## Material provided

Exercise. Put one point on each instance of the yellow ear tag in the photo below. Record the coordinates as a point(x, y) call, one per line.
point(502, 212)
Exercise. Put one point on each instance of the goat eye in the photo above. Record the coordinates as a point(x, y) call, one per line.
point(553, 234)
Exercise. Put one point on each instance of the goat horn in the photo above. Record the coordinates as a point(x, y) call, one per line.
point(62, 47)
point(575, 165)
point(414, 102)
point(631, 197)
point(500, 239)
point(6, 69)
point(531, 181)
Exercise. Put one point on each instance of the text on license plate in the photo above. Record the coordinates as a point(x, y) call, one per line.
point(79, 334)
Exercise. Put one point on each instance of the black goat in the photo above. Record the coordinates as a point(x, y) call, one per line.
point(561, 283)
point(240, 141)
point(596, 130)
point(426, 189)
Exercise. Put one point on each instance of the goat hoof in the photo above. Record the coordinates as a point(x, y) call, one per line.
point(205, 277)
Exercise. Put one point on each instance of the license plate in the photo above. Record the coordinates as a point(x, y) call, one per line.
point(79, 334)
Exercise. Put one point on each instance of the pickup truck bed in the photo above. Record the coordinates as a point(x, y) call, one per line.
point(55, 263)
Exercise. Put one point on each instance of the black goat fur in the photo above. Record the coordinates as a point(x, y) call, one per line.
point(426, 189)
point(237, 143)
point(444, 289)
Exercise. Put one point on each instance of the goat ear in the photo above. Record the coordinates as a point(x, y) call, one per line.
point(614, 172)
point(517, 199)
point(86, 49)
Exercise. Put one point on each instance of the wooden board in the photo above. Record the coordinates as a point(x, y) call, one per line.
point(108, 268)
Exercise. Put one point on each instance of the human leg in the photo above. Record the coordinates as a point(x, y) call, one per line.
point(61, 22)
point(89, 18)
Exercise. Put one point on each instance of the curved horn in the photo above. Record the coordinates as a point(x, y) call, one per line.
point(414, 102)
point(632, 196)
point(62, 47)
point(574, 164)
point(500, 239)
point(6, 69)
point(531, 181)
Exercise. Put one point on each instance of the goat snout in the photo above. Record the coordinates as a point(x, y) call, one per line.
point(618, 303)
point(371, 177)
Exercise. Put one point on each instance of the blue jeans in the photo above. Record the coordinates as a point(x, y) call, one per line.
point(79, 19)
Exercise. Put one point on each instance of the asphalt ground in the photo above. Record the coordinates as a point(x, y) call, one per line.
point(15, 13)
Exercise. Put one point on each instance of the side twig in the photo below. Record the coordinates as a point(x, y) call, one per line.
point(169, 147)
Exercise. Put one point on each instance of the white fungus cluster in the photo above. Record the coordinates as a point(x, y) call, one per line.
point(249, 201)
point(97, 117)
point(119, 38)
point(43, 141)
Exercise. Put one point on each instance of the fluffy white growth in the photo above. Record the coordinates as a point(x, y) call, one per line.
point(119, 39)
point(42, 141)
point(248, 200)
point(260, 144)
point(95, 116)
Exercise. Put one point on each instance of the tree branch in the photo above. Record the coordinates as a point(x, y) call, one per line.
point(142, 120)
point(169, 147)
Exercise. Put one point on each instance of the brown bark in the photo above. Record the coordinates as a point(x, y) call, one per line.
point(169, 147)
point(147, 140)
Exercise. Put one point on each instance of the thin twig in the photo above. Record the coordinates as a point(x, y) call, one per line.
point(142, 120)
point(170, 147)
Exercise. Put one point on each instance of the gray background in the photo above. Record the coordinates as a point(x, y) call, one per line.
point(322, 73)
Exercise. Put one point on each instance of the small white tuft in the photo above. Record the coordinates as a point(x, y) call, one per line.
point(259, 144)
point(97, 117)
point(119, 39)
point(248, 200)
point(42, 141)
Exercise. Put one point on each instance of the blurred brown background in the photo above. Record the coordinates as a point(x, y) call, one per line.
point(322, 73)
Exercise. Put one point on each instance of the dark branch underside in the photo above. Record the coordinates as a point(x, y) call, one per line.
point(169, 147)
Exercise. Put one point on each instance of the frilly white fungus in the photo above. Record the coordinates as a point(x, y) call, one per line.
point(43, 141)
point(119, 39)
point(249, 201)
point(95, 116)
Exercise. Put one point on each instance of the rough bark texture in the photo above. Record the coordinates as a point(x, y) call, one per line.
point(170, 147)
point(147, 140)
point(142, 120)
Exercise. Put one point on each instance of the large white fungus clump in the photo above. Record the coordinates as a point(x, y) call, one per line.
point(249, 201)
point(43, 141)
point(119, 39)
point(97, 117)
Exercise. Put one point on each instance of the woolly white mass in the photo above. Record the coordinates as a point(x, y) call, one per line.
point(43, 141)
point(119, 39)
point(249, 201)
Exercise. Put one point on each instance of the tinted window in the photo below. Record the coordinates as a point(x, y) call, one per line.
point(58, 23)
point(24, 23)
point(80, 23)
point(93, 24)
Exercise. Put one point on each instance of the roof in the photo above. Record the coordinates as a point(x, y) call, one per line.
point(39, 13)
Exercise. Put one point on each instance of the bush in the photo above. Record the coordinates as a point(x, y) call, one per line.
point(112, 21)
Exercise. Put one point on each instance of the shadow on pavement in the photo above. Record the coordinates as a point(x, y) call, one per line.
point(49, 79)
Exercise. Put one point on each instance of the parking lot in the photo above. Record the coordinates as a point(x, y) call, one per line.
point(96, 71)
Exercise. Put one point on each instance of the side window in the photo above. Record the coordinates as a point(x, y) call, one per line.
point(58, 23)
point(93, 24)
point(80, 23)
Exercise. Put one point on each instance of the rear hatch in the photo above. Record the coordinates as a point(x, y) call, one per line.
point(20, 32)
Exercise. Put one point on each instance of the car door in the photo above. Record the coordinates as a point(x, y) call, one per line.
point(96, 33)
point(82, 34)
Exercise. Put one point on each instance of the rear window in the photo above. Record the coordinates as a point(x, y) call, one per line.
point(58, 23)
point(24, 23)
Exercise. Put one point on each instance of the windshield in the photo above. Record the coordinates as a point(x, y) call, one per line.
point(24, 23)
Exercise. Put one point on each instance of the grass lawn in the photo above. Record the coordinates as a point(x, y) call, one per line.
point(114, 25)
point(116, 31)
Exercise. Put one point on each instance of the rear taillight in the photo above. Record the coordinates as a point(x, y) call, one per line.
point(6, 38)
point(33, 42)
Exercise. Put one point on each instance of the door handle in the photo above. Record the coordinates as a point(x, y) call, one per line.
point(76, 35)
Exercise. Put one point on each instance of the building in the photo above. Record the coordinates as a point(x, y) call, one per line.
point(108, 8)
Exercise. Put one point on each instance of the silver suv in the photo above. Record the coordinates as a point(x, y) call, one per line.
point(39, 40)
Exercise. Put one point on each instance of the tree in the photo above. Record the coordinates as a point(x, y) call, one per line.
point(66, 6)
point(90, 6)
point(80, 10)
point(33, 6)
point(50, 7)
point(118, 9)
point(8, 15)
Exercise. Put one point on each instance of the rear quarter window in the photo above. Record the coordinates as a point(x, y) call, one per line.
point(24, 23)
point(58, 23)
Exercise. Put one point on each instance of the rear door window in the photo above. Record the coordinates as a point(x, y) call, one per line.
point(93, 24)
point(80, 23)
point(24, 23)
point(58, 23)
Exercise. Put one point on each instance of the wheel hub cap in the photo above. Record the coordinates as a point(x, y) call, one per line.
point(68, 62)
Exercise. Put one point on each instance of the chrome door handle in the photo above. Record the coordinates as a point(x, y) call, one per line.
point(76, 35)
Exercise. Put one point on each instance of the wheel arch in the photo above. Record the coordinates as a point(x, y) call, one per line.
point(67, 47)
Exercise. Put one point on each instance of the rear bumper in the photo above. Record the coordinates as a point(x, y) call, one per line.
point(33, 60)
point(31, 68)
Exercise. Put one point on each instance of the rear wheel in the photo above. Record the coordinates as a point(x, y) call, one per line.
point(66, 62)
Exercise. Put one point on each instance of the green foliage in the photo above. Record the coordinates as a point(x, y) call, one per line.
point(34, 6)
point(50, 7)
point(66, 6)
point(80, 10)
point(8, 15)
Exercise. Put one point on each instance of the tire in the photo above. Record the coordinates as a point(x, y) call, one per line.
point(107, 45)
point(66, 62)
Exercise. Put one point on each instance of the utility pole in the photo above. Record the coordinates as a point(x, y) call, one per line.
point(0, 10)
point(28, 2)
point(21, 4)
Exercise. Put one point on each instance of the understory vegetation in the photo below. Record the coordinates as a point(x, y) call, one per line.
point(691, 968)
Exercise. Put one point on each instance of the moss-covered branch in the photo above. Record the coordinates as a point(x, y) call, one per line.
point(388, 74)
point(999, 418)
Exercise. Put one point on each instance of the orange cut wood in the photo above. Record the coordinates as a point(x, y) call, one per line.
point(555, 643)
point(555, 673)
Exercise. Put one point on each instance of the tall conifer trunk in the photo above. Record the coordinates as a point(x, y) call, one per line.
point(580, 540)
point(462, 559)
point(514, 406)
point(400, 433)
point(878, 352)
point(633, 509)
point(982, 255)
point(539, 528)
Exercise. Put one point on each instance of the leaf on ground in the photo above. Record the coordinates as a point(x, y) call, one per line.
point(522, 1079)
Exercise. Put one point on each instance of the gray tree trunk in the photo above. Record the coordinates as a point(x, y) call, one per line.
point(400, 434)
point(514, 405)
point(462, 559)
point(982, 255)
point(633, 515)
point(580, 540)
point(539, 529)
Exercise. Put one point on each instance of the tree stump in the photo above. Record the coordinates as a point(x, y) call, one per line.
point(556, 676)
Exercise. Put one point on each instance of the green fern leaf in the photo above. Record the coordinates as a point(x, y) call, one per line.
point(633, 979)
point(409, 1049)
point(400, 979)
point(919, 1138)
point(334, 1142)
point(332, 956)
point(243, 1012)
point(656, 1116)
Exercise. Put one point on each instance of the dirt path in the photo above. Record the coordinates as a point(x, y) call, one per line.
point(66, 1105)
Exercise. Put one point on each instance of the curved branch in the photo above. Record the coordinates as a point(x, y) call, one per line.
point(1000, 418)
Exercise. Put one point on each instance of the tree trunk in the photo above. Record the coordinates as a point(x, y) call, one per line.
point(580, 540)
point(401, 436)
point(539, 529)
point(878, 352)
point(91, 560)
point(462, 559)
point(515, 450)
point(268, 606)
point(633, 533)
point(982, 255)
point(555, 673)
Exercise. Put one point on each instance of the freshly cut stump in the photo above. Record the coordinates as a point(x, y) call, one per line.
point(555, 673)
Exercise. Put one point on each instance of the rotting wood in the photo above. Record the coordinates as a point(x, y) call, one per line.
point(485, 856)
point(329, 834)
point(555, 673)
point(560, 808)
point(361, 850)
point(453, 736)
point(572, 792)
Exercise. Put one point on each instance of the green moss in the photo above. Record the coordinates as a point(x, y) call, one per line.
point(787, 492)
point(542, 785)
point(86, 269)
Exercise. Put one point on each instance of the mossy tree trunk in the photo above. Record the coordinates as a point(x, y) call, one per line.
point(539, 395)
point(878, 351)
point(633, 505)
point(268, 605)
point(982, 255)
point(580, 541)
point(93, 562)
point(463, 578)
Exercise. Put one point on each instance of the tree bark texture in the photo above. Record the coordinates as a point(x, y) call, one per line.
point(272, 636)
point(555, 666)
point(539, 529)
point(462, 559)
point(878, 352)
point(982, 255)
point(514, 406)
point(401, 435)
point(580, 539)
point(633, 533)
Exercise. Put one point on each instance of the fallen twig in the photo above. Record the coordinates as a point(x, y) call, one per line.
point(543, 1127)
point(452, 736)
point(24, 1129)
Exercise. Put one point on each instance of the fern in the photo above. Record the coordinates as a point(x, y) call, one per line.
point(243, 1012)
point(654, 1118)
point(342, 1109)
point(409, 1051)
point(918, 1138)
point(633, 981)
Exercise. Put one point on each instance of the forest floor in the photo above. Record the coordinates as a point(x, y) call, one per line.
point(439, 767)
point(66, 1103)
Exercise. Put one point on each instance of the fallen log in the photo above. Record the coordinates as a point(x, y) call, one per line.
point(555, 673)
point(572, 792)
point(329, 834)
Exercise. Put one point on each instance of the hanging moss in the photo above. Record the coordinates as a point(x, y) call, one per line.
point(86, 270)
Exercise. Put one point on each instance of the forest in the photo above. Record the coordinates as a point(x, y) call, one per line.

## Directions for this task
Convert the lines above, from the first one through the one containing "point(205, 277)", into a numbered list that includes both of those lines and skips any blank lines.

## Exercise result
1. Exercise. Put one point on each instance of the yellow ear tag in the photo below. Record the coordinates as a point(x, y) call, one per line.
2. point(502, 212)
3. Exercise. Put one point on each instance of the goat eye in the photo above. Record the coordinates as a point(x, y) call, one per line.
4. point(553, 234)
5. Exercise. Put one point on each instance of the goat horn in the photo above. Record the coordinates as a point(x, y) call, one per line.
6. point(62, 47)
7. point(575, 165)
8. point(414, 102)
9. point(631, 197)
10. point(500, 239)
11. point(6, 69)
12. point(531, 181)
13. Exercise. Put one point on each instance of the text on license plate in the photo above. Record the coordinates as a point(x, y) call, one per line.
14. point(79, 334)
15. Exercise. Put one point on each instance of the black goat in the photo above. Record the coordinates as a point(x, y) call, one per line.
16. point(561, 283)
17. point(240, 141)
18. point(596, 130)
19. point(426, 189)
20. Exercise. Put one point on each instance of the goat hoof in the photo above. Record the coordinates as a point(x, y) call, one per line.
21. point(205, 277)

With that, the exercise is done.